### Page extract
↓↓↓

SHARES IN Babcock Brown, the troubled Australian investment bank that ultimately controls Eircom, plunged yesterday morning after a major overhaul of its board and management team failed to convince investors that the company can be saved.
A 36 per cent plummet in Babcock Brown’s Sydney-listed shares means that the company’s share price has now lost more than 90 per cent in value this year, as concerns about the viability of its debt-funded investment model intensified amid the global credit crunch.
The Australian company’s woes, combined with fears that more US banks will announce credit-related losses this quarter, dragged down financial stocks across Europe. The Iseq index in Dublin lost 93 points, closing down 2.1 per cent.
Babcock Brown, which manages Eircom’s immediate parent Babcock Brown Capital (BCM), is now expected to sell assets at a loss in a bid to reduce high levels of debt on its balance sheet.
However, a spokesman for Eircom said that the introduction of new management at Babcock had “absolutely no operational impact for Eircom”.
Babcock chief executive Phil Green stood down from his post after the group posted a 30 per cent cut in its half-year operating profits to Aus$175 million (€103 million).

↑↑↑

Location annotation dataset excerpts
↓↓↓

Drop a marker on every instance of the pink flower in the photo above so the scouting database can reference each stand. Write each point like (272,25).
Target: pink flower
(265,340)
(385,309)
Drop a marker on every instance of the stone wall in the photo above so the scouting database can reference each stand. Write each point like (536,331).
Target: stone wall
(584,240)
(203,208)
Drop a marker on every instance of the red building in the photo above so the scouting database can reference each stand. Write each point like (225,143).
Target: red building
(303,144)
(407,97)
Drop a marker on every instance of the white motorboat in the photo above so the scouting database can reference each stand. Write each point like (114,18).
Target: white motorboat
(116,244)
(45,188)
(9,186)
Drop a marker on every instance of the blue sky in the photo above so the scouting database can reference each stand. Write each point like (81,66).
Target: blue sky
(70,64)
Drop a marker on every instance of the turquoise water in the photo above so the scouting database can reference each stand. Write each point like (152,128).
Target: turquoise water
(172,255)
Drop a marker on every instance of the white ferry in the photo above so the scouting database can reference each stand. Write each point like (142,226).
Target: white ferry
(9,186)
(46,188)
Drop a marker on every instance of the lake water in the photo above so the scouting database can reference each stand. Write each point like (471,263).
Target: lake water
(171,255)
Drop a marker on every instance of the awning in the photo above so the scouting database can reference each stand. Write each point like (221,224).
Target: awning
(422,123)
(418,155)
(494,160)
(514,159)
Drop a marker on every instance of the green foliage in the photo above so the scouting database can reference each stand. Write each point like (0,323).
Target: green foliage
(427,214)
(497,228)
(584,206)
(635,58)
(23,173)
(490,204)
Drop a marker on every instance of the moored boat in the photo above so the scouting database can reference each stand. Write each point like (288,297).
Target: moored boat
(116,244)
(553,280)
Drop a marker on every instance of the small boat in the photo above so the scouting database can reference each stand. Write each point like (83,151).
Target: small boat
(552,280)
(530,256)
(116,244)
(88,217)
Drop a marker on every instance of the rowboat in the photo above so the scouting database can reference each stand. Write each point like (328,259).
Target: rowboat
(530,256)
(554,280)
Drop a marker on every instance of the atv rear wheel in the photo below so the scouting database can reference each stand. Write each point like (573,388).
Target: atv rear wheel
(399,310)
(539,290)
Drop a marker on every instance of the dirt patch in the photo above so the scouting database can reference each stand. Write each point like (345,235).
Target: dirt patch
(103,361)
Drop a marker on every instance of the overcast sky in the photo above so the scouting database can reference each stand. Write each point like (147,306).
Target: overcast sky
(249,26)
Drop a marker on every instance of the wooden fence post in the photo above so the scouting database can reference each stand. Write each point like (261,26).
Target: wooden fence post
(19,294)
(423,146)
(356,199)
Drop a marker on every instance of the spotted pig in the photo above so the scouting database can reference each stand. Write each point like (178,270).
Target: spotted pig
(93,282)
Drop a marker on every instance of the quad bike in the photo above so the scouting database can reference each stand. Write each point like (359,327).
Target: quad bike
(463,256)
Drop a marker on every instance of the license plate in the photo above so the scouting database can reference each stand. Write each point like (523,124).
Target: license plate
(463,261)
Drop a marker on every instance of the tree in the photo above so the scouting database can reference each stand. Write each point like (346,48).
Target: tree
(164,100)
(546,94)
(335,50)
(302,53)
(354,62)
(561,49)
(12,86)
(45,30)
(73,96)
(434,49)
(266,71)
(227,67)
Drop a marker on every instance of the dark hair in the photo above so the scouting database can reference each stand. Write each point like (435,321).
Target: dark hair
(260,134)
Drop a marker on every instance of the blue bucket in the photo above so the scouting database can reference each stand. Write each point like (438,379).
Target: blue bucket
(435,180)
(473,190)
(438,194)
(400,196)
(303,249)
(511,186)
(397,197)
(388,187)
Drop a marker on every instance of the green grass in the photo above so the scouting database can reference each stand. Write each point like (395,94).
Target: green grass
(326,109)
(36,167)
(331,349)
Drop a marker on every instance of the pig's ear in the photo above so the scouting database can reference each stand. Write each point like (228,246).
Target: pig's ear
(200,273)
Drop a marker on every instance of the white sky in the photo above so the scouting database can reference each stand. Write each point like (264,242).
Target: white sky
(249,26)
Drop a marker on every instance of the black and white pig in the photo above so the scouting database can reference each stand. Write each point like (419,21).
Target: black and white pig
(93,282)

↑↑↑

### Your tasks
A - In the Babcock Brown article, by how many points did the Iseq index in Dublin fall?
B - In the Babcock Brown article, change the passage starting at "Babcock chief executive" and ending at "million (€103 million)." so that "stood down" reads "resigned".

### Problem solutions
A - 93 points

B -
Babcock chief executive Phil Green resigned from his post after the group posted a 30 per cent cut in its half-year operating profits to Aus$175 million (€103 million).